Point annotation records
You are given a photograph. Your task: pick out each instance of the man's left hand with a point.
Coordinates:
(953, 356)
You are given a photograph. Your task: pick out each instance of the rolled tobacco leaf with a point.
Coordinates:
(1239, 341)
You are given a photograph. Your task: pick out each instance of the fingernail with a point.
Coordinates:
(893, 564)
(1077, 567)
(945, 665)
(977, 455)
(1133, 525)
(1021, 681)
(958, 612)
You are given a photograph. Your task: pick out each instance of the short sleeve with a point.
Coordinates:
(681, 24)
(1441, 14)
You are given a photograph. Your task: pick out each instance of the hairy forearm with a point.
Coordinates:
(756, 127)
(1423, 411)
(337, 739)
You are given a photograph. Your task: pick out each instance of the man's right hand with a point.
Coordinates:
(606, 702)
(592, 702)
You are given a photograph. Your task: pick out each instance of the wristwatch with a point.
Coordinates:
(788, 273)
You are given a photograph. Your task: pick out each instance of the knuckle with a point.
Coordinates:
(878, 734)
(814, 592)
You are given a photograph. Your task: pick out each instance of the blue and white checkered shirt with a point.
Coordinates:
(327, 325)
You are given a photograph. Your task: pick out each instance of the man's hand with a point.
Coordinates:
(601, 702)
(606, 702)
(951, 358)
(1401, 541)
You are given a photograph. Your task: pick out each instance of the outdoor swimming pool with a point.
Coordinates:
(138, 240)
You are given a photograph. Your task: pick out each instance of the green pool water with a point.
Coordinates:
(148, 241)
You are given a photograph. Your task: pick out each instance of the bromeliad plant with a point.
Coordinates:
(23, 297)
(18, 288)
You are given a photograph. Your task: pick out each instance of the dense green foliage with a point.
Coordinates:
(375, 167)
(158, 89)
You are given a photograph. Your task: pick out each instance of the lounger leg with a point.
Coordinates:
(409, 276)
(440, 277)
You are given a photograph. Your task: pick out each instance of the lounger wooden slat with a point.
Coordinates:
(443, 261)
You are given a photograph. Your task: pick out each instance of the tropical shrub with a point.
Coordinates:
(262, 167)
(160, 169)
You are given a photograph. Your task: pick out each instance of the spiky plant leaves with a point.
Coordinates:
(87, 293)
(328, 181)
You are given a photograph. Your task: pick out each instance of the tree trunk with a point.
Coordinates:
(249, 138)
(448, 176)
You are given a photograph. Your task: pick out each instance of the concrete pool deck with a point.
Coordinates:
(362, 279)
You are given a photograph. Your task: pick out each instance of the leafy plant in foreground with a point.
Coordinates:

*Exercise:* Starting with the line that contains "slat with a point.", write out each line through the end of the listing, exactly as it appears, and include nothing else.

*Task response:*
You are given a photograph. Your task: pick out each instance of the lounger wooden slat with a point.
Coordinates:
(443, 261)
You are given a photograph. Your task: pick out each instance of the tropical shrub with a point.
Coordinates:
(262, 167)
(160, 169)
You are given a photograph. Your task: pick out each instance of the spiky plant leaves with a point.
Coordinates:
(87, 293)
(328, 181)
You are given a photograph. Your task: pick out each instance of the tree trunk with a point.
Coordinates:
(249, 138)
(448, 176)
You are given a photograph. Your task: pick out each instance of the concrete pool deck with a point.
Coordinates:
(362, 279)
You are given a photograph. Your task: pick out each instance of the leafy plant in foreground with a point.
Coordinates:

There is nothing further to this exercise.